When the corresponding word line of the array 1 is selected, bit lines are divided fifty-fifty among 1024 bits lines intersecting the word line and connected to their corresponding sense amplifiers. Therefore, when the word line of the array 1 is selected, other sense amplifiers SA provided so as to interpose the array 1 therebetween are also provided with local input/output lines LIO at which the input/output of data corresponding to two bits is performed in the same manner as described above. This is similar even to local input/output lines LIO provided in other sense amplifiers SA corresponding to the array 2. Accordingly, the reading and writing of data corresponding to eight bits as a whole are allowed in the arrays 1 and 2.

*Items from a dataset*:
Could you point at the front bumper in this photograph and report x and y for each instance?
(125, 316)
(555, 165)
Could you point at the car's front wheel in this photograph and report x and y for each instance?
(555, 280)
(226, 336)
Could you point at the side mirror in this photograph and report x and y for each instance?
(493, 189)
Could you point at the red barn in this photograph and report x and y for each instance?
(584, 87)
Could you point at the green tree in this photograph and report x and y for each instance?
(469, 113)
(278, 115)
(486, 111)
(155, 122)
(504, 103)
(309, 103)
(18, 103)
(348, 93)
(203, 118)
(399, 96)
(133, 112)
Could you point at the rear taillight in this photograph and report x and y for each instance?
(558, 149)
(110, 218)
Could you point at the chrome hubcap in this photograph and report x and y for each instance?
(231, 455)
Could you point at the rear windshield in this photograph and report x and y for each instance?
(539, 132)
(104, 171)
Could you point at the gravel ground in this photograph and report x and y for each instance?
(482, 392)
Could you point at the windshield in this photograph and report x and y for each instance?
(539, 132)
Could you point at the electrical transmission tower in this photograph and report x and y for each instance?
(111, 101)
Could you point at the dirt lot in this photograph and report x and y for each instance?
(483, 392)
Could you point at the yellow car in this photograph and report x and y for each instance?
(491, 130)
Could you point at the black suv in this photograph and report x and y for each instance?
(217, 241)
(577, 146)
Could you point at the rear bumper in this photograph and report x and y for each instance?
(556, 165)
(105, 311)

*WHAT THE EXERCISE ASKS*:
Carry on the passage about sense amplifiers and local input/output lines in the memory arrays, picking up after its last sentence.

*EXERCISE OUTPUT*:
In the above-described DRAM according to the present invention, the sub-amplifiers are collectively disposed in parallel with the sub-word drivers SWD outside the memory cell array without being laid out in each cross area. The local input/output lines LIO far from the sub amplifiers are connected to their corresponding sub amplifiers so as to pass over the array from above each sense amplifier SA. The main input/output lines MIO are connected to their corresponding main amplifiers MA so as to pass over the sub-amplifier areas. The main amplifier MA circuits are placed side by side in the direction orthogonal to each Y decoder area.
In the present embodiment, the sub amplifiers are placed outside the memory cell array in parallel with the sequence or array of lines SWD without being laid out in the cross area. In this configuration, the local input/output lines LIO in the array 1 are connected so as to pass over the sense amplifier. The local input/output lines in the array 2 pass over their corresponding sense amplifier and thereafter are connected to the corresponding sub amplifier so as to pass over the array. Thus, a hierarchical IO structure can be realized even if the sub amplifiers are not laid out in the cross area.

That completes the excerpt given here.